Start of MATERIAL FOR THE TASK
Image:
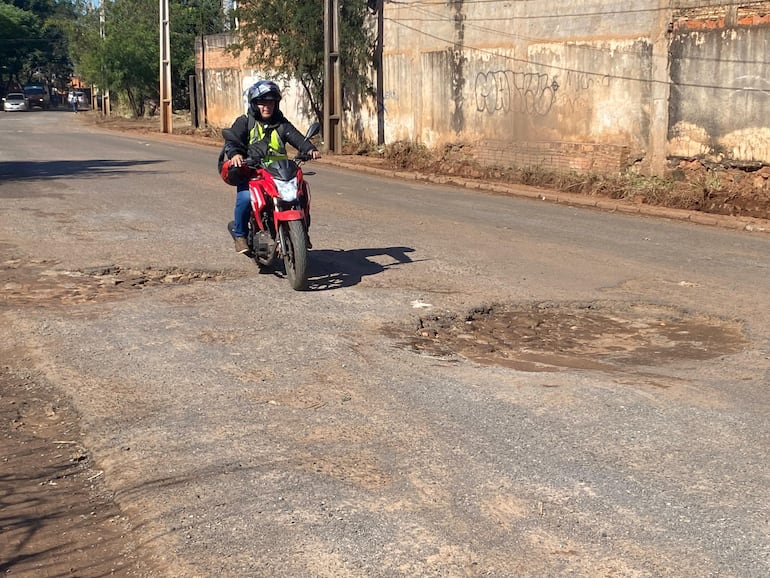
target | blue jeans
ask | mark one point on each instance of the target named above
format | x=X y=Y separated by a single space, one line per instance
x=242 y=212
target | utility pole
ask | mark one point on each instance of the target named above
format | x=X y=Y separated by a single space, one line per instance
x=165 y=69
x=332 y=120
x=378 y=61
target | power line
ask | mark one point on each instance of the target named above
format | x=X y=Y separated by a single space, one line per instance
x=575 y=70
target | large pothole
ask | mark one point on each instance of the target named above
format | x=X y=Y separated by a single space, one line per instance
x=549 y=336
x=41 y=284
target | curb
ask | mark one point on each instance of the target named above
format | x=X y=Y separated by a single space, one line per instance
x=749 y=224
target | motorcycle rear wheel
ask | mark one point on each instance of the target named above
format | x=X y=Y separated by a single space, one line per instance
x=295 y=257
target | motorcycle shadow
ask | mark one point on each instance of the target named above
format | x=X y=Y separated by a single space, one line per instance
x=337 y=268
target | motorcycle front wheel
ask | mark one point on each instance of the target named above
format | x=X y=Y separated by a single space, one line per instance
x=295 y=259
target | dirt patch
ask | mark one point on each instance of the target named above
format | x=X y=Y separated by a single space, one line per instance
x=688 y=184
x=41 y=284
x=57 y=519
x=555 y=336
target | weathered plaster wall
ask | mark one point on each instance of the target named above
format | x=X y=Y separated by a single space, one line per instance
x=227 y=78
x=720 y=96
x=527 y=77
x=589 y=85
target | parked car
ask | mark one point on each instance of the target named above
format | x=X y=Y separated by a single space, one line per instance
x=15 y=101
x=37 y=95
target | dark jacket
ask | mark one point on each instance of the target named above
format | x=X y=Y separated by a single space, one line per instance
x=286 y=131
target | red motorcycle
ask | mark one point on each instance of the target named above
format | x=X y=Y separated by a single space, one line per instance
x=280 y=203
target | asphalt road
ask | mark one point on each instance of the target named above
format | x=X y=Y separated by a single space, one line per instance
x=249 y=430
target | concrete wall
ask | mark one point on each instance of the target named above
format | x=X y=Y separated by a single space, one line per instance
x=587 y=85
x=223 y=79
x=720 y=97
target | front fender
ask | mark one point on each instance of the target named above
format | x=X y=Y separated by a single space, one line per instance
x=289 y=215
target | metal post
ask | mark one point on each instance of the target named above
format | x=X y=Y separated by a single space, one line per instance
x=332 y=84
x=165 y=69
x=380 y=81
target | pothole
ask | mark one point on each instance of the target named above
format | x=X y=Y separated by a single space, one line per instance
x=40 y=284
x=549 y=336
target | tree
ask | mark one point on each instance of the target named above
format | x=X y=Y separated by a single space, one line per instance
x=126 y=58
x=284 y=36
x=33 y=43
x=190 y=19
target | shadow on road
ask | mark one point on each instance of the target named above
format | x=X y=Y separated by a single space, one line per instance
x=337 y=268
x=91 y=168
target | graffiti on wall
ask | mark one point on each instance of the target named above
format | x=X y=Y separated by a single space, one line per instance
x=508 y=91
x=534 y=93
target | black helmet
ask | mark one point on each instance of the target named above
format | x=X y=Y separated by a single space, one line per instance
x=264 y=90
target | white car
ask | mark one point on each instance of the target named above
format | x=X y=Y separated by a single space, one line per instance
x=15 y=101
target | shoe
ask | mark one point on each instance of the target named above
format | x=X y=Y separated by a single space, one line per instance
x=241 y=246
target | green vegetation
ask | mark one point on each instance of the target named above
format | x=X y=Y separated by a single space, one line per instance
x=123 y=53
x=286 y=37
x=33 y=43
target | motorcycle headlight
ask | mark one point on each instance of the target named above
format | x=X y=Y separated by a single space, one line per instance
x=287 y=190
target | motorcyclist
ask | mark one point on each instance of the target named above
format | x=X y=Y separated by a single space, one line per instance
x=267 y=141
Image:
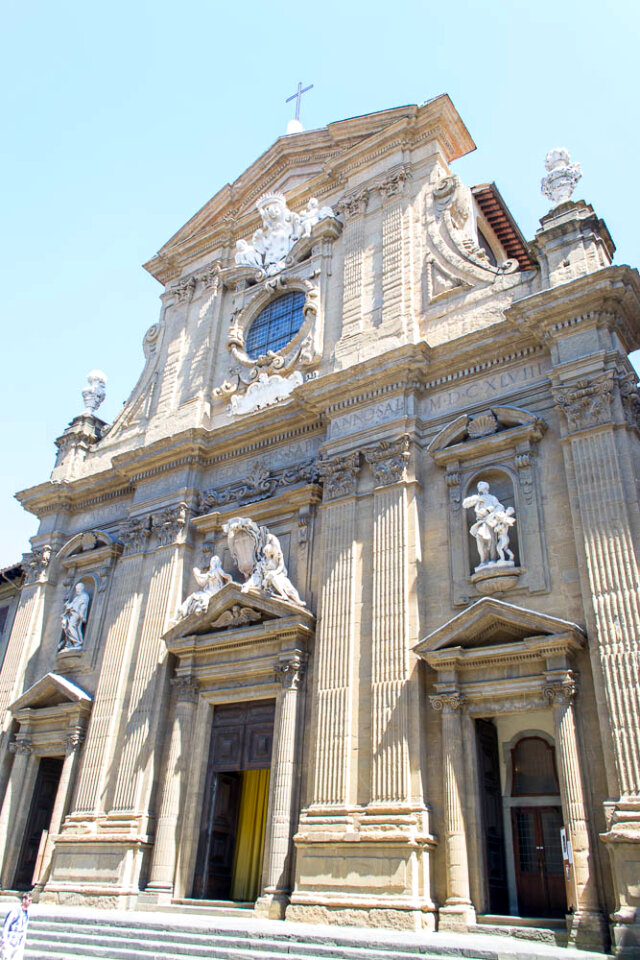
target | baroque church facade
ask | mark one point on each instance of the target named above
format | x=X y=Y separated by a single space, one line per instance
x=340 y=617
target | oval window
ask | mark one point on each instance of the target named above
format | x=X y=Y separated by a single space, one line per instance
x=276 y=325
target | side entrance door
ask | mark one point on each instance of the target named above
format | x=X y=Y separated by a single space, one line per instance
x=538 y=861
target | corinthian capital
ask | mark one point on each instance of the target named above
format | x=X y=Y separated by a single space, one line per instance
x=448 y=702
x=339 y=475
x=388 y=459
x=36 y=563
x=586 y=403
x=290 y=671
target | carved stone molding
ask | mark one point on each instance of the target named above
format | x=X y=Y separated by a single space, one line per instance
x=187 y=689
x=630 y=396
x=561 y=691
x=388 y=459
x=354 y=204
x=290 y=672
x=586 y=403
x=339 y=475
x=185 y=289
x=135 y=534
x=238 y=616
x=168 y=524
x=259 y=483
x=448 y=702
x=35 y=564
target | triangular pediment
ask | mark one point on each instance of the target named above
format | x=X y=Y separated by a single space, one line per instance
x=491 y=621
x=231 y=609
x=51 y=691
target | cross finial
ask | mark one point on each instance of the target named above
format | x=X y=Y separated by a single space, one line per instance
x=294 y=126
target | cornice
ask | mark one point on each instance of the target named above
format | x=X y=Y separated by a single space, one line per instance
x=611 y=290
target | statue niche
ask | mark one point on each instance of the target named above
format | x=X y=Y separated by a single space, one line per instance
x=74 y=617
x=493 y=540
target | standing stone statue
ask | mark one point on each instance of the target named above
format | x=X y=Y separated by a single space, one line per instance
x=94 y=394
x=491 y=527
x=211 y=581
x=74 y=619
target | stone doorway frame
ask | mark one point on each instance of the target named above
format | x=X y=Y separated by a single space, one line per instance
x=246 y=647
x=496 y=658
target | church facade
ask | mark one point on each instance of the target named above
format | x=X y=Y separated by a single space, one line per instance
x=340 y=617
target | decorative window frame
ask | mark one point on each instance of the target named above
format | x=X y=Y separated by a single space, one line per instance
x=87 y=556
x=509 y=449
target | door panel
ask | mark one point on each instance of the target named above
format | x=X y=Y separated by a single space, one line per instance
x=44 y=796
x=538 y=861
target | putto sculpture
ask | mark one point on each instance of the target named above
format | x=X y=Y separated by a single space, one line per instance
x=491 y=528
x=259 y=558
x=562 y=176
x=280 y=229
x=211 y=581
x=74 y=618
x=94 y=394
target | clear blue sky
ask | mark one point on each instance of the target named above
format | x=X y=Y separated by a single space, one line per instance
x=120 y=120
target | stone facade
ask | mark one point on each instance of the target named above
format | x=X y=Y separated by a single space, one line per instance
x=437 y=359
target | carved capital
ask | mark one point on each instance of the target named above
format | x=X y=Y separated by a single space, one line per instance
x=290 y=671
x=630 y=396
x=339 y=475
x=354 y=204
x=561 y=691
x=169 y=523
x=35 y=564
x=586 y=403
x=448 y=702
x=186 y=689
x=135 y=533
x=388 y=460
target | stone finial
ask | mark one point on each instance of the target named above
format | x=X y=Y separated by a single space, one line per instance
x=562 y=176
x=94 y=394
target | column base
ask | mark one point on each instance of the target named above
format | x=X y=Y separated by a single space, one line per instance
x=457 y=917
x=588 y=931
x=272 y=906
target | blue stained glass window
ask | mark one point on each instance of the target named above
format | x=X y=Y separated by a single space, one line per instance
x=276 y=325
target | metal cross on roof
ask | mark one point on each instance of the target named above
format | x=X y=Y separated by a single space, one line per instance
x=298 y=97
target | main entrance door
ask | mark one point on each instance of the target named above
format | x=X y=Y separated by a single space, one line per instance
x=44 y=796
x=538 y=856
x=232 y=829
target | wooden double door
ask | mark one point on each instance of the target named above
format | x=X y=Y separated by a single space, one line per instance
x=233 y=821
x=538 y=861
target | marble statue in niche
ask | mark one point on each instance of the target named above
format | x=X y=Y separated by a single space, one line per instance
x=211 y=581
x=280 y=229
x=491 y=527
x=74 y=618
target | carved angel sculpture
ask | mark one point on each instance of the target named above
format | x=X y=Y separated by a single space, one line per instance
x=211 y=581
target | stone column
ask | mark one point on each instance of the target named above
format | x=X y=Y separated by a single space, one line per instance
x=176 y=765
x=290 y=670
x=390 y=774
x=334 y=650
x=17 y=802
x=587 y=927
x=458 y=912
x=612 y=567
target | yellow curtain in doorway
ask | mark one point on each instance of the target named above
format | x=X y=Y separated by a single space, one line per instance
x=252 y=820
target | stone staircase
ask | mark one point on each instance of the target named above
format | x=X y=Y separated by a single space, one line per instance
x=69 y=933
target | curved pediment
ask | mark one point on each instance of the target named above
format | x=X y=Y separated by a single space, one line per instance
x=51 y=691
x=230 y=609
x=491 y=621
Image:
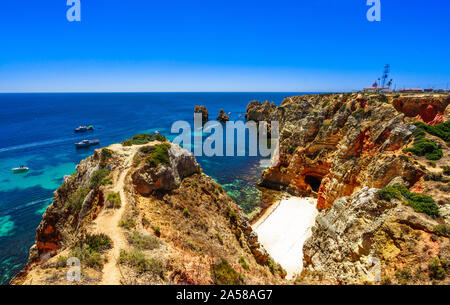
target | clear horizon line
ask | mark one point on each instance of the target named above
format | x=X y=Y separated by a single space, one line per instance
x=287 y=91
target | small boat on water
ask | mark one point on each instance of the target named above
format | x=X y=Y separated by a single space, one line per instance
x=84 y=128
x=87 y=143
x=21 y=169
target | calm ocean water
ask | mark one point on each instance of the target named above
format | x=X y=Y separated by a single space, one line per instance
x=37 y=131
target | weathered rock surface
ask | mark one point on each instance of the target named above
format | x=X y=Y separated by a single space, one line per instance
x=362 y=239
x=203 y=111
x=164 y=177
x=175 y=225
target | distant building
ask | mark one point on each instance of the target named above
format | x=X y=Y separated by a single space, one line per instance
x=411 y=90
x=377 y=89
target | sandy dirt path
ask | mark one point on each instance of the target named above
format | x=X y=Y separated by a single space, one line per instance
x=284 y=228
x=108 y=223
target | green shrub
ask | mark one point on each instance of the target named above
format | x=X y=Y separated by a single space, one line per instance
x=219 y=238
x=145 y=221
x=446 y=170
x=441 y=130
x=106 y=181
x=276 y=268
x=143 y=242
x=388 y=193
x=438 y=269
x=89 y=250
x=160 y=155
x=98 y=242
x=232 y=214
x=419 y=202
x=77 y=198
x=140 y=263
x=403 y=275
x=442 y=230
x=98 y=176
x=127 y=223
x=114 y=200
x=105 y=154
x=224 y=274
x=423 y=146
x=243 y=263
x=157 y=230
x=144 y=138
x=359 y=114
x=61 y=262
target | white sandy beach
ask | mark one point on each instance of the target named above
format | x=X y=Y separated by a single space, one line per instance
x=284 y=228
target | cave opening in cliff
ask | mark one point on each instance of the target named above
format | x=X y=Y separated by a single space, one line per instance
x=314 y=182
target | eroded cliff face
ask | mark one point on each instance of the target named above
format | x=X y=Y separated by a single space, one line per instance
x=333 y=145
x=344 y=148
x=146 y=214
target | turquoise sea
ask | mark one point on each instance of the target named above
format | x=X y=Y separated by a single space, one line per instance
x=37 y=131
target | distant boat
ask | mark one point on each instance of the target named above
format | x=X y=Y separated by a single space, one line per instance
x=21 y=169
x=84 y=128
x=87 y=143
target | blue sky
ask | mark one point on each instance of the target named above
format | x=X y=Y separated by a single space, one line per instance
x=215 y=45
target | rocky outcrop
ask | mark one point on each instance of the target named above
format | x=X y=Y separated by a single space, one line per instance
x=165 y=177
x=333 y=145
x=343 y=148
x=223 y=117
x=429 y=109
x=257 y=111
x=203 y=111
x=362 y=239
x=169 y=224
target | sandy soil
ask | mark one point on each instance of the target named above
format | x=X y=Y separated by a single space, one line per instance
x=108 y=223
x=284 y=228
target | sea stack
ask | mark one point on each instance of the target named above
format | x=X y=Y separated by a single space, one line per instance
x=223 y=117
x=202 y=109
x=257 y=111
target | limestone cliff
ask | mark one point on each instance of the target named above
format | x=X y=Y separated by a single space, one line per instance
x=345 y=149
x=146 y=214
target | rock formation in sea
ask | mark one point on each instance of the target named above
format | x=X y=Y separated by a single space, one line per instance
x=202 y=109
x=378 y=165
x=222 y=117
x=257 y=111
x=146 y=214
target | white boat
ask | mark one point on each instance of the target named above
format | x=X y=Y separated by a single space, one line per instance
x=87 y=143
x=21 y=169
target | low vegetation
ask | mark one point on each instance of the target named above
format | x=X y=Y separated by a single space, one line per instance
x=224 y=274
x=144 y=138
x=446 y=170
x=143 y=242
x=140 y=263
x=98 y=176
x=438 y=268
x=105 y=154
x=442 y=230
x=403 y=275
x=77 y=198
x=89 y=250
x=113 y=200
x=419 y=202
End of MATERIAL FOR THE TASK
WHAT THE EXERCISE ASKS.
Above are the records. Copy every line in them holding "church".

EXERCISE OUTPUT.
target | baroque church facade
target | church facade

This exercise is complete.